BEGIN Listed records
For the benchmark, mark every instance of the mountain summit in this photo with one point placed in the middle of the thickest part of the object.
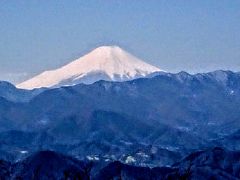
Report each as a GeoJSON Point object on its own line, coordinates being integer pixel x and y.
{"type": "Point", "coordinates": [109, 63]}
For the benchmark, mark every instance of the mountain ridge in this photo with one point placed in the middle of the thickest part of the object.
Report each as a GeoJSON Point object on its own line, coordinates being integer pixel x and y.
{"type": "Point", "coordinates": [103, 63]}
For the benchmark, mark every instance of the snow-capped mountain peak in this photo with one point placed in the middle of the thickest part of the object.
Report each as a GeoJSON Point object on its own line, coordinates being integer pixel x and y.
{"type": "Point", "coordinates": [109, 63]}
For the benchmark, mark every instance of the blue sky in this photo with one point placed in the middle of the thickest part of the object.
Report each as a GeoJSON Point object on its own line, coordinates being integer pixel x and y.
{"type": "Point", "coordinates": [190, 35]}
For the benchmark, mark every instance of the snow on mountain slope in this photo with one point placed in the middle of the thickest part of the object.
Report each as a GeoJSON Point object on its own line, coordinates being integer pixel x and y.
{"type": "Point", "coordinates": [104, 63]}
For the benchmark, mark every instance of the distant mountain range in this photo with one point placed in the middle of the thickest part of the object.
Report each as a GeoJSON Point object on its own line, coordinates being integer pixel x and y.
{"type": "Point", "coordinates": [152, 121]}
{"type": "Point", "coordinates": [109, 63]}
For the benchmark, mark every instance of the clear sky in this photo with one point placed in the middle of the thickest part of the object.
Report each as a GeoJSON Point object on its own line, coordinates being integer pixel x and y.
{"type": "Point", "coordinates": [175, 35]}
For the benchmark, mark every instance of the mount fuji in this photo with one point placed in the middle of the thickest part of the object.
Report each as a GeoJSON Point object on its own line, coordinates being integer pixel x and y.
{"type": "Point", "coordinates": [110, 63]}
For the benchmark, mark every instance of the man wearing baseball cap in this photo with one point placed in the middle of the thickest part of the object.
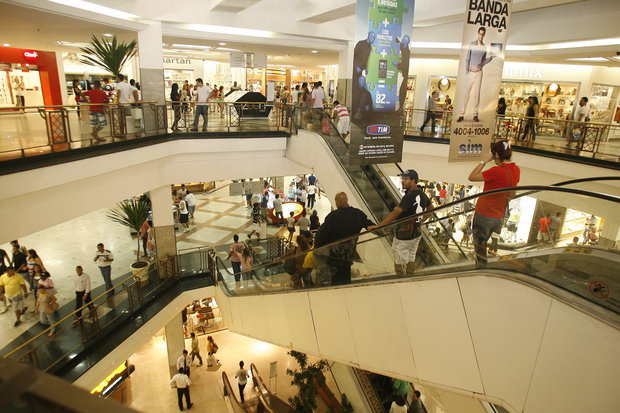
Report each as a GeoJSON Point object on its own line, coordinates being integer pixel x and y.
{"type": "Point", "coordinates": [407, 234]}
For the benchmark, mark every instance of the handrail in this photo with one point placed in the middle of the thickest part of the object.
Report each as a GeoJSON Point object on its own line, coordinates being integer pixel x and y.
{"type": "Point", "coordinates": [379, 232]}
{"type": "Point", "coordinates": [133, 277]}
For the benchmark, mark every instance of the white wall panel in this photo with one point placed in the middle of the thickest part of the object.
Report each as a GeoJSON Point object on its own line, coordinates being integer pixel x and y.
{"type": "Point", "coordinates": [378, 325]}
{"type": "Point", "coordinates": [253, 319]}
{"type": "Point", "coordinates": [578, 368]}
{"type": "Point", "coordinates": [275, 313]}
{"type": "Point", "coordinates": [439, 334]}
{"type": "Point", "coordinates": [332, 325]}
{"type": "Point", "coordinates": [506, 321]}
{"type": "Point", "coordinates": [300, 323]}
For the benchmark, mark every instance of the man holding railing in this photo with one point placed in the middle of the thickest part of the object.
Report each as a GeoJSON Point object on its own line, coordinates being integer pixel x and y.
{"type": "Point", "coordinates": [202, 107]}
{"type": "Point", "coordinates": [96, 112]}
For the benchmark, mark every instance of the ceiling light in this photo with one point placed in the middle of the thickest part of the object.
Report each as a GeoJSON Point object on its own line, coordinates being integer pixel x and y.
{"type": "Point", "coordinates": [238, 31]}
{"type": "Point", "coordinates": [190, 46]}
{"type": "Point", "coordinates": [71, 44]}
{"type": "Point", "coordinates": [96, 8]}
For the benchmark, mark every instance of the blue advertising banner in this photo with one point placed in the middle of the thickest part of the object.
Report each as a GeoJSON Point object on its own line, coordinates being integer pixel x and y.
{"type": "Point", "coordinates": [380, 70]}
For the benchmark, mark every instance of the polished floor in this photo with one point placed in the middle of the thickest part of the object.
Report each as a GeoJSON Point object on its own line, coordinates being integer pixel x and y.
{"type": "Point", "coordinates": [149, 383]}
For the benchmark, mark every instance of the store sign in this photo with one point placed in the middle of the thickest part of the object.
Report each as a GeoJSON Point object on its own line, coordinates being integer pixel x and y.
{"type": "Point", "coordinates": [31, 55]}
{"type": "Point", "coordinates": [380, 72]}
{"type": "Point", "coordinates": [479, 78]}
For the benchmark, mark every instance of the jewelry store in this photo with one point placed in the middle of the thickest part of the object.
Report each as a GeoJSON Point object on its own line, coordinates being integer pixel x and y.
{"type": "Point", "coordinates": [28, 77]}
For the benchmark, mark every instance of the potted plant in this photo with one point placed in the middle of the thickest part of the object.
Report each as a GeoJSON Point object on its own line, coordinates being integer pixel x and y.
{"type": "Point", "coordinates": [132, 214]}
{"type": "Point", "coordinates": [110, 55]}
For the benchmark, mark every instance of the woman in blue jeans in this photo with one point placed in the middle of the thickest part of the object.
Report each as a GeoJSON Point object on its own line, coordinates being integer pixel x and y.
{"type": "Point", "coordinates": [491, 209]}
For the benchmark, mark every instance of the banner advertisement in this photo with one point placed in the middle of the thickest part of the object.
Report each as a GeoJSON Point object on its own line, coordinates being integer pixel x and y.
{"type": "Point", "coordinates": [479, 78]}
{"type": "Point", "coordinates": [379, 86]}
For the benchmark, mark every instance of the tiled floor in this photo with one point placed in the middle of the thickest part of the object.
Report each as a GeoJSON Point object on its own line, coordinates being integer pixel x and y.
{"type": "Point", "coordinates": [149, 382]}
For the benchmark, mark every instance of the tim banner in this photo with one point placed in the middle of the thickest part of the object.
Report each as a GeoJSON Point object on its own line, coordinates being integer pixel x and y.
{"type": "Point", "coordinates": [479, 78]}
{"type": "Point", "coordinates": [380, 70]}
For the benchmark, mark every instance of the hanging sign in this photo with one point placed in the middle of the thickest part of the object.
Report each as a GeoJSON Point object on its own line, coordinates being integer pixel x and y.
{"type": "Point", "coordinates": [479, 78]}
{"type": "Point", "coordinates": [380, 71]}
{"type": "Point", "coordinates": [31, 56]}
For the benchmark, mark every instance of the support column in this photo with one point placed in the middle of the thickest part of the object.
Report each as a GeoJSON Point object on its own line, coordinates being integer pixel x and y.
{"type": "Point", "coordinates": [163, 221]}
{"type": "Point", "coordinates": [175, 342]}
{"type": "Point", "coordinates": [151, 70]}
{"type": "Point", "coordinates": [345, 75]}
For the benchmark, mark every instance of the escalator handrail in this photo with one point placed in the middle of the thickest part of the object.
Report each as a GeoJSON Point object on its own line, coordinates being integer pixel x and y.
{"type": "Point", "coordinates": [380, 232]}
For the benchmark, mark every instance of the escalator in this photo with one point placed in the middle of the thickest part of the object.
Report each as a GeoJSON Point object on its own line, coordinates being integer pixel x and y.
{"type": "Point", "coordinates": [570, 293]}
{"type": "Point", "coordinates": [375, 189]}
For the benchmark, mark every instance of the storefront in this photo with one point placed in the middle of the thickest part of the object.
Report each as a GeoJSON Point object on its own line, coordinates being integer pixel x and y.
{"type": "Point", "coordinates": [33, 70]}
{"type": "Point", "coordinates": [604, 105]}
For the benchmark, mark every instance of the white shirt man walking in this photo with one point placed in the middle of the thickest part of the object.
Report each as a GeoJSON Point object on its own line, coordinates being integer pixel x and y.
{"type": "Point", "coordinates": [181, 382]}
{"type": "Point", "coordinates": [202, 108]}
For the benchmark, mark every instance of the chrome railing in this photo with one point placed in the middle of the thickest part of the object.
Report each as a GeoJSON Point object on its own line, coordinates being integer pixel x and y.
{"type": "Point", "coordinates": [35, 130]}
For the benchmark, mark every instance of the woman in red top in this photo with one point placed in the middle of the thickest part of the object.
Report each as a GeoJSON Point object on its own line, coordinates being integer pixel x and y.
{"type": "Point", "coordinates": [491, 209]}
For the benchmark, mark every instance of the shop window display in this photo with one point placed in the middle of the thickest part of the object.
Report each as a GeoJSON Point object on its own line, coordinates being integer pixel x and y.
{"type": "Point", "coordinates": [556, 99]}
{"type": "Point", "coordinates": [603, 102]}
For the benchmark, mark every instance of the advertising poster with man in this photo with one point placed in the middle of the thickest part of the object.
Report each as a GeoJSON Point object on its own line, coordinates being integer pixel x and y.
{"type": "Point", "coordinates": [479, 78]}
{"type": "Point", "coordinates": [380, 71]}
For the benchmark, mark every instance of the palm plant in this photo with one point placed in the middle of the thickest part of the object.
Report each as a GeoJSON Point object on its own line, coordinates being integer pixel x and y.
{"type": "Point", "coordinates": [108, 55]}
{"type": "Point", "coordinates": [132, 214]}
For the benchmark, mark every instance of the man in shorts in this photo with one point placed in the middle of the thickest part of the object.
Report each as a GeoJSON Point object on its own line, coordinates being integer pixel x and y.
END Listed records
▶ _Requirements_: Your task is to write out the lines from the one with "For the benchmark, mark every instance of the woman in red" through the end of the records, exactly and with nothing added.

▶ _Correct response_:
For the benchmark, mark every instance of the woman in red top in this photo with one point placed in the middle of the thickest part of the object.
Report each as a GeoJSON Point object on its own line, coordinates being integer pixel x and y.
{"type": "Point", "coordinates": [491, 209]}
For the benchmark, mark every instance of the shop window display in this photo with one point placed in the middle of the thickest part of the object.
Report each as a GeoJSON Point object on its own line, coordinates being integer pixel x and y.
{"type": "Point", "coordinates": [556, 99]}
{"type": "Point", "coordinates": [603, 102]}
For the benchmark, mark every instance of the advertising poster with man in this photo with one point placed in the middle of the thickest part of the object.
Report each as a GeoJSON Point object on its own line, coordinates being integer pixel x and y.
{"type": "Point", "coordinates": [479, 78]}
{"type": "Point", "coordinates": [380, 71]}
For the benchmark, mark every instance of the palm plant in this photo with one point placed in the middle of the thickest part of the object.
Report each as a GeoJSON Point object on its own line, coordinates being integer pixel x and y.
{"type": "Point", "coordinates": [108, 55]}
{"type": "Point", "coordinates": [132, 214]}
For the benchmark, mark every instance of the man in shorts in this photo with one point placed in the middle of the thickest part of the object.
Report each as a GeoJSON Point object on its own line, coordinates being integer pixel x and y.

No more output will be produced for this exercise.